PROVIDED TEXT
>> Start

There are so many towns and cities across the world, within your home country and within your home state or providence that offer things to do and see. It doesn’t have to cost your life savings. I didn’t realize that until about 2-3 years ago when we started exploring our own town and traveling to other states. Then I realized that even though I wasn’t on a beach in Tahiti, I was still traveling. While lying on a beach sounds fun, there is so much more to explore!
So if you think you can’t afford it, think again! My partner and I are by no means rich. We are typical working class folks. We both still hold day jobs where we have to get dressed and drive into work. However, we didn’t let that stop us. And neither should you! Thus, here begins my travel blogs where I will share will all of you where we went, what we did, where we ate and where we stayed. With suggestions on what to see, what to avoid and what to pack, I certainly hope this entices you to explore these destinations.
Without further ado, let me introduce you to Washington DC, America’s capital.
Washington DC is about a 2.5 hour drive from where we currently live. We usually leave early on Saturday morning and head home on Sunday afternoon. Our stays are never long but you could stay in Washington DC for a month and never drink at the same coffee shop twice. There are so many things to see and do that it can be overwhelming… especially considering that many of them are free! Overall, here are some of our favorite stops.

>> End

ROWS

>> Start

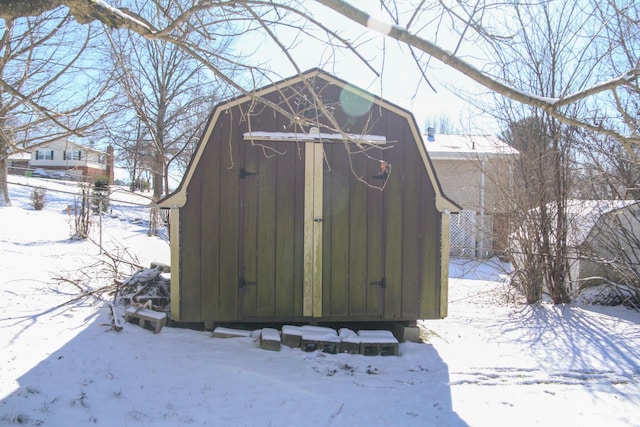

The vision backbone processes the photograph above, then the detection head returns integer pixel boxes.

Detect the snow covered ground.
[0,177,640,426]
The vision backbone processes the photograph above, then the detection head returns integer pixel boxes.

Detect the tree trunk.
[0,130,11,206]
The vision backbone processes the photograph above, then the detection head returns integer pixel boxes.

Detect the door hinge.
[369,277,387,289]
[238,277,256,288]
[240,168,258,179]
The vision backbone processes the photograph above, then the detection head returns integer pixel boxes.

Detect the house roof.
[567,200,638,246]
[424,134,518,159]
[31,139,106,154]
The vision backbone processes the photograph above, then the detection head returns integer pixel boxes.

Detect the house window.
[36,150,53,160]
[64,151,82,160]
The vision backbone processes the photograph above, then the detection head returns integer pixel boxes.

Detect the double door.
[238,140,387,320]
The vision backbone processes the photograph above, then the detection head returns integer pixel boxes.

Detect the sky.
[234,1,497,134]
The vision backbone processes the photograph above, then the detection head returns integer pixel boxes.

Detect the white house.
[29,140,114,181]
[567,200,640,290]
[424,133,519,257]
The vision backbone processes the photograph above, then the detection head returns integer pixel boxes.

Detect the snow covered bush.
[31,188,47,211]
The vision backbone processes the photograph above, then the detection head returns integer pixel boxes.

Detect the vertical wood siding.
[179,75,441,322]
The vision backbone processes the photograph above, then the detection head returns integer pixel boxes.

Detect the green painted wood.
[180,176,202,322]
[323,144,351,317]
[256,143,279,316]
[348,146,371,316]
[292,144,305,316]
[220,122,243,321]
[384,124,404,320]
[201,130,220,320]
[238,137,261,318]
[274,142,297,317]
[418,176,441,319]
[365,150,387,318]
[401,125,426,319]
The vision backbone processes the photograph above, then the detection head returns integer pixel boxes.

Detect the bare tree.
[0,10,109,204]
[109,1,224,200]
[0,0,640,151]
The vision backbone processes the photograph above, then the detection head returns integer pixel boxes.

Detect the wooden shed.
[160,69,459,326]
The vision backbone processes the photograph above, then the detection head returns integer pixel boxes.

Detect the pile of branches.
[52,242,171,332]
[119,264,171,312]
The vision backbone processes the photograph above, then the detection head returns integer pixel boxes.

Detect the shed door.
[239,140,386,319]
[322,142,389,320]
[238,141,304,320]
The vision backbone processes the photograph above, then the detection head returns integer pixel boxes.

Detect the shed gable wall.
[172,72,444,321]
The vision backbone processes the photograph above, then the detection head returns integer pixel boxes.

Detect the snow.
[424,134,518,159]
[243,128,387,144]
[0,177,640,426]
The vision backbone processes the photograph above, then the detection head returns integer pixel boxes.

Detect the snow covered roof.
[243,128,387,144]
[567,200,638,246]
[424,134,518,159]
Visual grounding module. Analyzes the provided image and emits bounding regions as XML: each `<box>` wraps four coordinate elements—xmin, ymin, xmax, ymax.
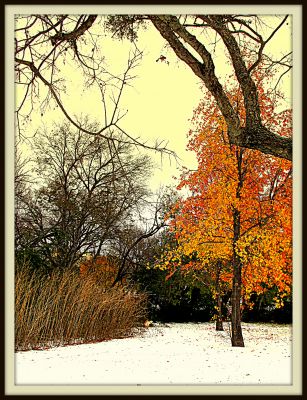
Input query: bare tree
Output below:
<box><xmin>17</xmin><ymin>120</ymin><xmax>151</xmax><ymax>268</ymax></box>
<box><xmin>107</xmin><ymin>15</ymin><xmax>292</xmax><ymax>160</ymax></box>
<box><xmin>15</xmin><ymin>14</ymin><xmax>174</xmax><ymax>156</ymax></box>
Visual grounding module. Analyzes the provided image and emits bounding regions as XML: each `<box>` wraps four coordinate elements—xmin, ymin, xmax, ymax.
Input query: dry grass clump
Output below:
<box><xmin>15</xmin><ymin>267</ymin><xmax>147</xmax><ymax>351</ymax></box>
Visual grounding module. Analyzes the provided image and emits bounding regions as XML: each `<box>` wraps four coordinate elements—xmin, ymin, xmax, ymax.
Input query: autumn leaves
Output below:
<box><xmin>157</xmin><ymin>76</ymin><xmax>292</xmax><ymax>345</ymax></box>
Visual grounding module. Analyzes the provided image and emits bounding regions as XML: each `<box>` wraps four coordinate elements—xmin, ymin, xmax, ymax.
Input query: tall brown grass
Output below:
<box><xmin>15</xmin><ymin>266</ymin><xmax>147</xmax><ymax>351</ymax></box>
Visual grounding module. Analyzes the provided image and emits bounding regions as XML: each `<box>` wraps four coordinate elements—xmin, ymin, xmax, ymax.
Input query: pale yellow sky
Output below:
<box><xmin>13</xmin><ymin>12</ymin><xmax>292</xmax><ymax>194</ymax></box>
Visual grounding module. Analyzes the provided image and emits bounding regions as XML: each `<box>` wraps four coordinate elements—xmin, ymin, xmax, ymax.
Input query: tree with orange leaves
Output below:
<box><xmin>158</xmin><ymin>70</ymin><xmax>292</xmax><ymax>346</ymax></box>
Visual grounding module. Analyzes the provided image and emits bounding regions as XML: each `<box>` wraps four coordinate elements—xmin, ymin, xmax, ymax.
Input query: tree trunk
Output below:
<box><xmin>231</xmin><ymin>272</ymin><xmax>244</xmax><ymax>347</ymax></box>
<box><xmin>231</xmin><ymin>200</ymin><xmax>244</xmax><ymax>347</ymax></box>
<box><xmin>216</xmin><ymin>293</ymin><xmax>224</xmax><ymax>331</ymax></box>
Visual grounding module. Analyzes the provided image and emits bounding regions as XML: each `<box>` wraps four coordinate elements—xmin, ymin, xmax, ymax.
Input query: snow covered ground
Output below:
<box><xmin>15</xmin><ymin>323</ymin><xmax>298</xmax><ymax>396</ymax></box>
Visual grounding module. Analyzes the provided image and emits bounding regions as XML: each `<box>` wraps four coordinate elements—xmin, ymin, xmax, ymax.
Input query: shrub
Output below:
<box><xmin>15</xmin><ymin>266</ymin><xmax>147</xmax><ymax>351</ymax></box>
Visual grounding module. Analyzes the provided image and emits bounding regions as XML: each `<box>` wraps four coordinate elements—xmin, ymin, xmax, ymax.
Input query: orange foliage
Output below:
<box><xmin>159</xmin><ymin>69</ymin><xmax>292</xmax><ymax>303</ymax></box>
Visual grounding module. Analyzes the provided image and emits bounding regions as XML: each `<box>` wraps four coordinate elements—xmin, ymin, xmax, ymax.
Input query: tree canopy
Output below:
<box><xmin>15</xmin><ymin>14</ymin><xmax>292</xmax><ymax>160</ymax></box>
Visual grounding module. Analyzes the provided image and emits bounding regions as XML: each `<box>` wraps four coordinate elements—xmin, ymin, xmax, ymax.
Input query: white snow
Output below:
<box><xmin>15</xmin><ymin>322</ymin><xmax>292</xmax><ymax>385</ymax></box>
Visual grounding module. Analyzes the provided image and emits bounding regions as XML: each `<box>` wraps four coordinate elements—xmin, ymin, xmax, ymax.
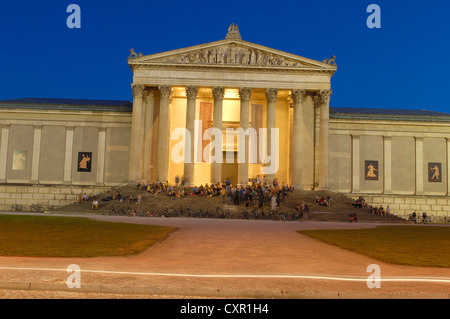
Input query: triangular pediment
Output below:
<box><xmin>128</xmin><ymin>39</ymin><xmax>337</xmax><ymax>72</ymax></box>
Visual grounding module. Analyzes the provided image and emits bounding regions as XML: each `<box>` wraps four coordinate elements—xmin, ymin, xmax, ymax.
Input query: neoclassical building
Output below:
<box><xmin>0</xmin><ymin>25</ymin><xmax>450</xmax><ymax>215</ymax></box>
<box><xmin>128</xmin><ymin>25</ymin><xmax>337</xmax><ymax>189</ymax></box>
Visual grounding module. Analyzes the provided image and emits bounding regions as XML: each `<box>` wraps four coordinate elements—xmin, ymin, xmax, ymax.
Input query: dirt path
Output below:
<box><xmin>0</xmin><ymin>215</ymin><xmax>450</xmax><ymax>297</ymax></box>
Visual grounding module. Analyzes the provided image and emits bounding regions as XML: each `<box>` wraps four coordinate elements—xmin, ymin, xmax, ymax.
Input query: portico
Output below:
<box><xmin>128</xmin><ymin>25</ymin><xmax>337</xmax><ymax>189</ymax></box>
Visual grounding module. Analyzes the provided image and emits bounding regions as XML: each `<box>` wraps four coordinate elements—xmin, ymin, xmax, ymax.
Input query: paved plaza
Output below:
<box><xmin>0</xmin><ymin>215</ymin><xmax>450</xmax><ymax>298</ymax></box>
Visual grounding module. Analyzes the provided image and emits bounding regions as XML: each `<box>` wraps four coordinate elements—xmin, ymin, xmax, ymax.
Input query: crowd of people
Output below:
<box><xmin>137</xmin><ymin>177</ymin><xmax>294</xmax><ymax>210</ymax></box>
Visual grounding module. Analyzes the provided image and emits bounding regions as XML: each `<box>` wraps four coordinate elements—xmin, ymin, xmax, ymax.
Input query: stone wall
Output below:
<box><xmin>349</xmin><ymin>194</ymin><xmax>450</xmax><ymax>218</ymax></box>
<box><xmin>0</xmin><ymin>185</ymin><xmax>111</xmax><ymax>211</ymax></box>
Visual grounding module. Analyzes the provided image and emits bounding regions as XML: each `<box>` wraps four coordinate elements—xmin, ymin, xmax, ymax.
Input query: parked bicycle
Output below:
<box><xmin>11</xmin><ymin>204</ymin><xmax>23</xmax><ymax>212</ymax></box>
<box><xmin>30</xmin><ymin>204</ymin><xmax>44</xmax><ymax>213</ymax></box>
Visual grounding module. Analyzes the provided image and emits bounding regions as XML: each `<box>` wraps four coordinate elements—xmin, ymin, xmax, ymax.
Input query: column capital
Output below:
<box><xmin>291</xmin><ymin>89</ymin><xmax>306</xmax><ymax>103</ymax></box>
<box><xmin>266</xmin><ymin>88</ymin><xmax>278</xmax><ymax>102</ymax></box>
<box><xmin>144</xmin><ymin>90</ymin><xmax>153</xmax><ymax>100</ymax></box>
<box><xmin>158</xmin><ymin>85</ymin><xmax>172</xmax><ymax>99</ymax></box>
<box><xmin>212</xmin><ymin>86</ymin><xmax>225</xmax><ymax>100</ymax></box>
<box><xmin>319</xmin><ymin>90</ymin><xmax>333</xmax><ymax>104</ymax></box>
<box><xmin>131</xmin><ymin>83</ymin><xmax>145</xmax><ymax>97</ymax></box>
<box><xmin>186</xmin><ymin>86</ymin><xmax>198</xmax><ymax>99</ymax></box>
<box><xmin>239</xmin><ymin>88</ymin><xmax>252</xmax><ymax>101</ymax></box>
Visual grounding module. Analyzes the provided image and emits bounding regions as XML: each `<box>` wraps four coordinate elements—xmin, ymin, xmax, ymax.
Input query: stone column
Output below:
<box><xmin>31</xmin><ymin>125</ymin><xmax>42</xmax><ymax>184</ymax></box>
<box><xmin>351</xmin><ymin>135</ymin><xmax>361</xmax><ymax>193</ymax></box>
<box><xmin>184</xmin><ymin>86</ymin><xmax>201</xmax><ymax>186</ymax></box>
<box><xmin>142</xmin><ymin>90</ymin><xmax>155</xmax><ymax>183</ymax></box>
<box><xmin>0</xmin><ymin>125</ymin><xmax>9</xmax><ymax>182</ymax></box>
<box><xmin>128</xmin><ymin>83</ymin><xmax>145</xmax><ymax>184</ymax></box>
<box><xmin>95</xmin><ymin>127</ymin><xmax>106</xmax><ymax>185</ymax></box>
<box><xmin>445</xmin><ymin>137</ymin><xmax>450</xmax><ymax>196</ymax></box>
<box><xmin>156</xmin><ymin>85</ymin><xmax>172</xmax><ymax>183</ymax></box>
<box><xmin>266</xmin><ymin>89</ymin><xmax>278</xmax><ymax>186</ymax></box>
<box><xmin>383</xmin><ymin>136</ymin><xmax>392</xmax><ymax>194</ymax></box>
<box><xmin>291</xmin><ymin>90</ymin><xmax>306</xmax><ymax>189</ymax></box>
<box><xmin>238</xmin><ymin>88</ymin><xmax>252</xmax><ymax>185</ymax></box>
<box><xmin>415</xmin><ymin>137</ymin><xmax>424</xmax><ymax>195</ymax></box>
<box><xmin>64</xmin><ymin>126</ymin><xmax>75</xmax><ymax>183</ymax></box>
<box><xmin>211</xmin><ymin>87</ymin><xmax>225</xmax><ymax>183</ymax></box>
<box><xmin>317</xmin><ymin>90</ymin><xmax>331</xmax><ymax>190</ymax></box>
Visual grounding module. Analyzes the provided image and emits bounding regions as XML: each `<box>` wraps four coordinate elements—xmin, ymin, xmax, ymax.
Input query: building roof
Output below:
<box><xmin>0</xmin><ymin>98</ymin><xmax>132</xmax><ymax>112</ymax></box>
<box><xmin>330</xmin><ymin>107</ymin><xmax>450</xmax><ymax>122</ymax></box>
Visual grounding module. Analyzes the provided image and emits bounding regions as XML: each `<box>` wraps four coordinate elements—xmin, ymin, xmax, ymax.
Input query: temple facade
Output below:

>> End

Can you copy, word for word, the passage of the travel text above that begins at "So if you think" and stops after "DC, America’s capital."?

So if you think you can’t afford it, think again! My partner and I are by no means rich. We are typical working class folks. We both still hold day jobs where we have to get dressed and drive into work. However, we didn’t let that stop us. And neither should you! Thus, here begins my travel blogs where I will share will all of you where we went, what we did, where we ate and where we stayed. With suggestions on what to see, what to avoid and what to pack, I certainly hope this entices you to explore these destinations.
Without further ado, let me introduce you to Washington DC, America’s capital.